** Text excerpt follows **

This report, through analysis of selected aspects of the Marathon events, seeks lessons that can help response organizations in Boston and other locales improve preparation both for emergencies that may occur at “fixed” events like the Marathon and for “no not ice” events like those that began with the murder of Officer Collier at MIT and concluded the next day with the apprehension of the alleged perpetrators in Watertown. The report is primarily based on a series of intensive interviews conducted in the summer and fall of 2013 with senior leaders of major law enforcement, emergency management, and emergency medical organizations who candidly shared their experiences in and insights about these events.
The report highlights a number of factors that contributed to a largely successful response and emphasizes what, exactly, made Boston Strong and resilient in the face of tragedy. It also provides a set of recommendations for jurisdictions to consider going forward. Among other findings, the authors urge reponders:
- To quickly establish a cross-agency, senior strategic and policy-making level of engagement and secure command post -- with dedicated space for strategic, tactical and logistical teams -- that looks to both the big picture and a longer timeframe.

** End of Text excerpt **

_Problem set_.
**A)** In the Boston Marathon report, when were the interviews with senior leaders conducted?
**B)** Carry the Boston Marathon report forward from its last sentence, adding a few more recommendations in the same bulleted style.
The material after this text is not needed for anything here.

** Material shown follows **

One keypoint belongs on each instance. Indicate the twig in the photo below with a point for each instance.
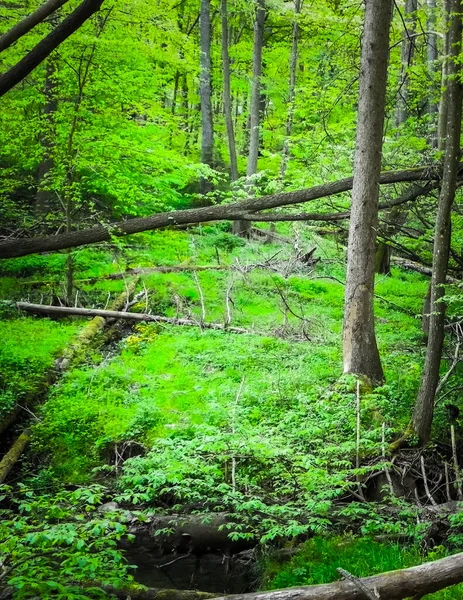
(359, 585)
(357, 444)
(455, 462)
(425, 482)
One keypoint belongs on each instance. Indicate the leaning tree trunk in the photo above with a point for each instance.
(424, 409)
(227, 94)
(292, 90)
(398, 215)
(243, 228)
(360, 351)
(443, 106)
(205, 91)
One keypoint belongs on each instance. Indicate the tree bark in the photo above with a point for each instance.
(27, 24)
(424, 408)
(230, 212)
(227, 93)
(49, 43)
(292, 90)
(360, 351)
(242, 228)
(112, 314)
(205, 91)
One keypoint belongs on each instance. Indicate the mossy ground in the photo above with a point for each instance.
(164, 386)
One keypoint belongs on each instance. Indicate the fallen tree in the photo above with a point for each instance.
(230, 212)
(112, 314)
(396, 585)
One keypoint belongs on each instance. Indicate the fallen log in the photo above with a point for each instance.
(219, 212)
(411, 265)
(394, 585)
(12, 456)
(111, 314)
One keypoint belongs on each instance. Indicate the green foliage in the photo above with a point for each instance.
(317, 560)
(58, 545)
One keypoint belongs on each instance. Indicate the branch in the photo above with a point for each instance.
(395, 585)
(230, 212)
(49, 43)
(20, 29)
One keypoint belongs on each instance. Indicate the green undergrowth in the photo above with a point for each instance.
(316, 563)
(27, 349)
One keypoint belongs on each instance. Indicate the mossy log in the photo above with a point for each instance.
(111, 314)
(12, 456)
(395, 585)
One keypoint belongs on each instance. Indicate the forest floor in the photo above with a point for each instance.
(259, 425)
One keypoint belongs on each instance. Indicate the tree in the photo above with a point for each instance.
(424, 408)
(45, 47)
(207, 131)
(292, 89)
(227, 104)
(242, 228)
(360, 351)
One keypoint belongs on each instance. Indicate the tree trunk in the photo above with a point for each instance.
(292, 90)
(432, 58)
(27, 24)
(443, 106)
(243, 228)
(205, 91)
(360, 351)
(44, 197)
(383, 252)
(424, 409)
(407, 55)
(227, 94)
(49, 43)
(230, 212)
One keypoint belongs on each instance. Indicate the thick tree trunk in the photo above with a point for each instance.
(424, 409)
(49, 43)
(227, 93)
(360, 351)
(205, 91)
(292, 90)
(243, 228)
(27, 24)
(231, 212)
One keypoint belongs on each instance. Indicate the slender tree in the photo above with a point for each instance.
(227, 103)
(45, 47)
(292, 89)
(360, 351)
(205, 91)
(242, 228)
(424, 409)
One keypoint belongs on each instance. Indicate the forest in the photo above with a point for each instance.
(231, 299)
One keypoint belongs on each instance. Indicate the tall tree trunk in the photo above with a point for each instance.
(207, 131)
(243, 228)
(398, 214)
(44, 197)
(443, 106)
(227, 94)
(407, 55)
(292, 90)
(424, 409)
(432, 57)
(360, 351)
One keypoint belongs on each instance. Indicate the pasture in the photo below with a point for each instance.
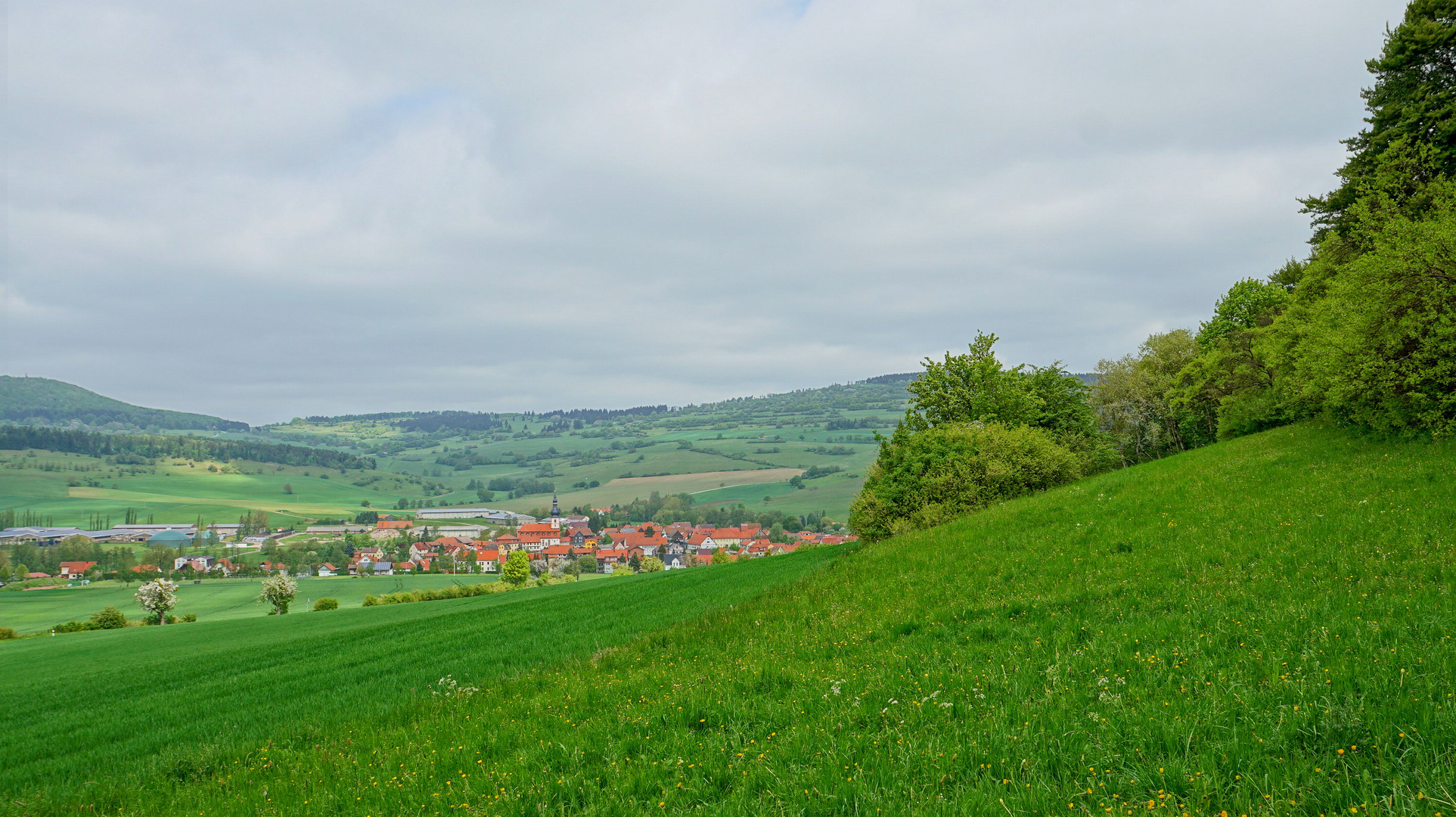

** End of Material shown **

_Answers below_.
**A)** In the summer and fall of 2013.

**B)**
- To provide responders and political leaders with more training and experience in the doctrine of incident command in complex circumstances through exercises and utilization of regular “fixed events” to develop skills.
- To develop a more effective process to manage the inevitable self-deployment of responders who in response to crisis arrive as independent individuals rather than in organized units.
- To critically review current training and practice on control of weapons fire, which may call for new paradigms.
- To design and routinely establish a staffing schedule for all levels of personnel ensuring rotation and rest that are essential to sustained performance when critical events last for days.
- To consider a legislative change to the HIPAA regulations regarding release of information to family members about the health status of patients critically injured in an attack, in order to provide them the best care possible and to cater to their wide range of needs.